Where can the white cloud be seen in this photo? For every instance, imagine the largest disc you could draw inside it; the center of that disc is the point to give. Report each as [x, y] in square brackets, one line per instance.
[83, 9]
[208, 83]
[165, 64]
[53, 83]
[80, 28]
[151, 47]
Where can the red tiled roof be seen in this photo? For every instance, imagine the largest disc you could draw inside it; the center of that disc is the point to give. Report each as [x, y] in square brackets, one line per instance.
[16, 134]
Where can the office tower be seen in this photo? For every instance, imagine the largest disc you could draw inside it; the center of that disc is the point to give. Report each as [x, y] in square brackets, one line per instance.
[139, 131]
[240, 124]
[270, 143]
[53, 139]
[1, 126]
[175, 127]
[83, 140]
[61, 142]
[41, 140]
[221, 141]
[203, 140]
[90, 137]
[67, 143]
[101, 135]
^^^^
Please print the material again in full, exactly as it is.

• Solution to the problem:
Where can the white cloud be seen in this photo? For every instance, imagine the largest disc you could draw inside it; the center of that disc is the point to give. Report each as [x, y] in square brackets, one line per instance.
[83, 9]
[208, 83]
[165, 64]
[53, 83]
[80, 28]
[151, 47]
Where can the red tiled roof be seen in this photo? For every instance, imagine the largest disc you could draw inside it; the center of that disc is the point to give. Report each as [x, y] in square brackets, one line per instance.
[16, 134]
Where can the office tower be seen in this photo? For every instance, imagine the largest disc you could draw inside it; the center of that disc is the point to give. Report each as [x, y] in square brackets, one line per instance.
[139, 131]
[240, 124]
[270, 143]
[53, 139]
[1, 126]
[175, 127]
[83, 140]
[61, 142]
[41, 140]
[221, 141]
[203, 140]
[90, 137]
[67, 143]
[101, 135]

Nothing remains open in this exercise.